(Selected excerpt)
------------------------

Maybe it was just me, but in the days long gone when I was a Young Thing, there were a hell of a lot of things that I just took for granted and did not think about and were just the way things were.
(I have probably mentioned my paternal grandmother's occasional remarks upon bodily and health matters that in the light of having had some contact with academic history of medicine I wish I'd paid more attention to at the time and possibly interrogated a bit further, because I think what we had there was Folk Survival of Humoral Theory.)
But I was latterly given to think about this with a little flurry of people talking about Mary Stewart and her modern gothic romances hither and yon on DW, Goodreads etc, and vaguely recollecting that I'd read one or two or maybe three in my adolescence, and having a feeling that Nine Coaches Waiting was one I found on the fiction shelves in the school library. (Hardback. Still had the green dustwrapper but with a library protective cover over it.)

------------------------

(Work instruction 1)
Answer these about the reminiscence:
(a) Whose occasional remarks on bodily and health matters does the writer recall?
(b) Which Mary Stewart novel does the writer think came from the school library's fiction shelves?
(c) What color was that book's dustwrapper?
(Work instruction 2)
Repeat word for word the part of the reminiscence that begins at the words "Maybe it was" and stops after "way things were.".
The records that come next have no connection to the reminiscence.

------------------------

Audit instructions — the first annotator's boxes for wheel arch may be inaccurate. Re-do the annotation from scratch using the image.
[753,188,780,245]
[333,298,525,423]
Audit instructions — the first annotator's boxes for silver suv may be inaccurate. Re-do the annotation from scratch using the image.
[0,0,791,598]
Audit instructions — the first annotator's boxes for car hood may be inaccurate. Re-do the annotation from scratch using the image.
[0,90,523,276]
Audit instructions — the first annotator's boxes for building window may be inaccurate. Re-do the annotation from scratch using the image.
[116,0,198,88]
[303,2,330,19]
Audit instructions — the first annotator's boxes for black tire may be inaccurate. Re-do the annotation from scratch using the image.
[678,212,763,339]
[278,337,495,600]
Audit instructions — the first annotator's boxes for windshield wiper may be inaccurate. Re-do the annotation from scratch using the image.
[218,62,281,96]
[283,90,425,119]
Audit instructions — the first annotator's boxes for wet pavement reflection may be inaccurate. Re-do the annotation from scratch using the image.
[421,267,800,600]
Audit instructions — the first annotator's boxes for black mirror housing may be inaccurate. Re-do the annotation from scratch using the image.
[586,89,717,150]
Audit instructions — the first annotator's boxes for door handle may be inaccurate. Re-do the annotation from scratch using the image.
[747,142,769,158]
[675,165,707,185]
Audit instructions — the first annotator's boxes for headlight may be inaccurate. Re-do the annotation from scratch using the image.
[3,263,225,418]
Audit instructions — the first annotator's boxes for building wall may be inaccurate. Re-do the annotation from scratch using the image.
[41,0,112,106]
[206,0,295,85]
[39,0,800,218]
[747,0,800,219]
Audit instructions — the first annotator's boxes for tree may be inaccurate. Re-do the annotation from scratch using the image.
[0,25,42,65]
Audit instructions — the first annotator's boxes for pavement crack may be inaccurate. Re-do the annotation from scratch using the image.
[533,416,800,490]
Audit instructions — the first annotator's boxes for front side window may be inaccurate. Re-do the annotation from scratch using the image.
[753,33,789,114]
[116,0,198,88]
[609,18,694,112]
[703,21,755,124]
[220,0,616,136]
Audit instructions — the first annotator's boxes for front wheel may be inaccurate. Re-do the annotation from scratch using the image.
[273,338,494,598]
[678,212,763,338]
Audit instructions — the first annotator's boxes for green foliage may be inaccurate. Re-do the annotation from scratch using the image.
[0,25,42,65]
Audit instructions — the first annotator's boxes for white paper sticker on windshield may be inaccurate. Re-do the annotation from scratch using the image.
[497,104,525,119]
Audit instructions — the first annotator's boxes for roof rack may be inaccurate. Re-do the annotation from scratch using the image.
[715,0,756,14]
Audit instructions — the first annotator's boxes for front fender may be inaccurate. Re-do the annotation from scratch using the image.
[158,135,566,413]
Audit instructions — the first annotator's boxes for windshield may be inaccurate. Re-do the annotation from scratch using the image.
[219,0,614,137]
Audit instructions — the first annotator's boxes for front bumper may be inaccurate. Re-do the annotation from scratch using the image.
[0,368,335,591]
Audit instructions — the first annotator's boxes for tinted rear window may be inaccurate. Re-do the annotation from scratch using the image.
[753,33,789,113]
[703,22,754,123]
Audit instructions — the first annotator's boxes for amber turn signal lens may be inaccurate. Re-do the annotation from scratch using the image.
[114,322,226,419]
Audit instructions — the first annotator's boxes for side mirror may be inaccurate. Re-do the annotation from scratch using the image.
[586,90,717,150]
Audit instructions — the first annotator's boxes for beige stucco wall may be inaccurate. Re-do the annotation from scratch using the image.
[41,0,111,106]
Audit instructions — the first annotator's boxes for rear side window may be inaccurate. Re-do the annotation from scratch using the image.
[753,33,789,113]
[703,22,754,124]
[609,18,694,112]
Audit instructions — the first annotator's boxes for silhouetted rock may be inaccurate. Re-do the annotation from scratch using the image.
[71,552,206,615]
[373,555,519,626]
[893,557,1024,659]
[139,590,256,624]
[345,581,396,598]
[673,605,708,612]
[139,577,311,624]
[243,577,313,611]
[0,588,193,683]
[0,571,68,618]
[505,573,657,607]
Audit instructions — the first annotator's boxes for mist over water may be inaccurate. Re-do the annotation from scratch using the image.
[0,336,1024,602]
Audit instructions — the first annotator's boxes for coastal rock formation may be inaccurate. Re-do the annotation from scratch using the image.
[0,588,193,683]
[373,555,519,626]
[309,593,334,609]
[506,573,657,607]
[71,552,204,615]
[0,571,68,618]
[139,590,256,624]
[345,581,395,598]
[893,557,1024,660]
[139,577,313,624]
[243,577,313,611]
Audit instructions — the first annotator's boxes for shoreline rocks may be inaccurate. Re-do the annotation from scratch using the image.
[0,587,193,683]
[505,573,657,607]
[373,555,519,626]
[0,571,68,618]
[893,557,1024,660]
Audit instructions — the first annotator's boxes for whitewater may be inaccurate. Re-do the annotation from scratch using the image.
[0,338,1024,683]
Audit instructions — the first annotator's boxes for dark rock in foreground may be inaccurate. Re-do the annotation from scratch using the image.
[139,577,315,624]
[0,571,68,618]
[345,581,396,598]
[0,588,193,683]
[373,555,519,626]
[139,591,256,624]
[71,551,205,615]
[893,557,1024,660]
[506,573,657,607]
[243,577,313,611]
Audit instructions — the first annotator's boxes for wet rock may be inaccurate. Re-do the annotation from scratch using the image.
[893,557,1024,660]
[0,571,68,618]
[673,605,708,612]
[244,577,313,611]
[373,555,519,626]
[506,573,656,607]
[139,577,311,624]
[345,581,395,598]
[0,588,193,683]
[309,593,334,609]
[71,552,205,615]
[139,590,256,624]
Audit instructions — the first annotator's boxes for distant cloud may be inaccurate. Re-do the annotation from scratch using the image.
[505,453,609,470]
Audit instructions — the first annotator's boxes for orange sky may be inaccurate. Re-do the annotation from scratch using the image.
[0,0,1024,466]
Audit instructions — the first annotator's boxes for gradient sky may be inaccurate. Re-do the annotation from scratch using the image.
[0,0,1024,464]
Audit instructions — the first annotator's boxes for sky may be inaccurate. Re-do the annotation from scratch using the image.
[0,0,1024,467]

------------------------

(Your response 1)
(a) The writer's paternal grandmother
(b) Nine Coaches Waiting
(c) Green

(Your response 2)
Maybe it was just me, but in the days long gone when I was a Young Thing, there were a hell of a lot of things that I just took for granted and did not think about and were just the way things were.